#### Exercise details:
Please check the recycling funding text below: what is the largest loan guarantee the Beverage Container Recycling Infrastructure Loan Guarantee Program offers?

#### Text block:
:::
For more information, visit the Department of Conservation's website at:
Beverage Container Recycling Grant Program:
The Department of Conservation provides funding annually in the form of grants for beverage container recycling and litter reduction programs. The Department typically seeks projects that provide convenient beverage container recycling opportunities in California. However, the focus may change with each new solicitation. Grant proposals are evaluated on criteria set forth in each year's Grant Solicitation. There are no restrictions on who can apply for the grants. For more information, visit the Department of Conservation's website at
https://www.conservation.ca.gov/dor/grants/Pages/bcrg.aspx or call 1-800-RECYCLE.
Beverage Container Recycling Infrastructure Loan Guarantee Program:
The Department of Conservation provides continuous funding in the form of loan guarantees for up to $10 million for capital expenditures for new infrastructure that would add recycling capacity, re-use and/or remanufacture beverage container materials into new products. Uses: equipment costs, building and facilities, rent and utilities, travel, contractual services, salaries and benefits, other operating and non-operating costs. Private companies, non-governmental organizations, governmental agencies, manufacturers and trade associations are eligible to apply. For more information, visit the Department of Conservation's website at
Recycling Market Development Zone Revolving Loan Program:
The Recycling Market Development Zone (RMDZ) Revolving Loan Program makes capital available for California manufacturers located in RMDZ's. The program provides direct loans to eligible businesses that manufacture recycled raw materials, produce new recycled products, or that reduce waste from the manufacture of a product. These loans promote market development for post consumer and secondary waste materials and divert waste from non-hazardous California landfills. Funds may be used to acquire equipment, make leasehold improvements, purchase recycled raw materials and inventory, or acquire real property. Applicants may borrow a maximum of 75 percent of the cost of a project, or $2 million. Terms are generally 10 years, and low interest rates are fixed.
:::
#### Data records:
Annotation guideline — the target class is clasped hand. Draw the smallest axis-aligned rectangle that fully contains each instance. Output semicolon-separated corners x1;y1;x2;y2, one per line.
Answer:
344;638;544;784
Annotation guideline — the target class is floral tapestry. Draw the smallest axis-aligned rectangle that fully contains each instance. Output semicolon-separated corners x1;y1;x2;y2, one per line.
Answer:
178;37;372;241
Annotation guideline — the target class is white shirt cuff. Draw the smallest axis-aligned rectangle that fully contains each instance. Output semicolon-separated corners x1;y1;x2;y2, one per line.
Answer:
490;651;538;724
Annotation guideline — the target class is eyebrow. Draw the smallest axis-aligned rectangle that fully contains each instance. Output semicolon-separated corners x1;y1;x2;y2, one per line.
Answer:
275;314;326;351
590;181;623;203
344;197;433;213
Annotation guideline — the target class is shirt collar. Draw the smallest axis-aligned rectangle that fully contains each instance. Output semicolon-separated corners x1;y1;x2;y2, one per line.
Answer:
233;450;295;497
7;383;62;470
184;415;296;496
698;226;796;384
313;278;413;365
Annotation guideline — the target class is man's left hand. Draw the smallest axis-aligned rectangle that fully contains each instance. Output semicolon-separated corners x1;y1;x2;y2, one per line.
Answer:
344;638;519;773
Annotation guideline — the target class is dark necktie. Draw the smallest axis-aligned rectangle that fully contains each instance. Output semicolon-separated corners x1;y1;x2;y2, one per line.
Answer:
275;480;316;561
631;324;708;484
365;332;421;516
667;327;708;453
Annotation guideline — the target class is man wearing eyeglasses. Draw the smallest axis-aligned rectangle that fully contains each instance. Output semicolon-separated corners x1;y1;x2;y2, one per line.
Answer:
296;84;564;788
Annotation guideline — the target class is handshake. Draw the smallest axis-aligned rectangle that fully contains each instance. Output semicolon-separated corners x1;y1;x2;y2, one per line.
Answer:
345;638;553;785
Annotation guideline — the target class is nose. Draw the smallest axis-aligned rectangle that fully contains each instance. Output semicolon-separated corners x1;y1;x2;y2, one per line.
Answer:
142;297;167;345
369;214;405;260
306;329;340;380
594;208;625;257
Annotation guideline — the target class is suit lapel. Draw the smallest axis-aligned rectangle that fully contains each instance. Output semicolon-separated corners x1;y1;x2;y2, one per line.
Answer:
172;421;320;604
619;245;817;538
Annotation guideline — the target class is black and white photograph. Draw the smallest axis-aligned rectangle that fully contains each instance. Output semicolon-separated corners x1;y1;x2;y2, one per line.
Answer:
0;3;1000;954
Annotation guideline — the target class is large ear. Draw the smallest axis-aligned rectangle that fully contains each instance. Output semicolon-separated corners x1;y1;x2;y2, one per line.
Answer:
:::
#### Correct result:
Up to $10 million.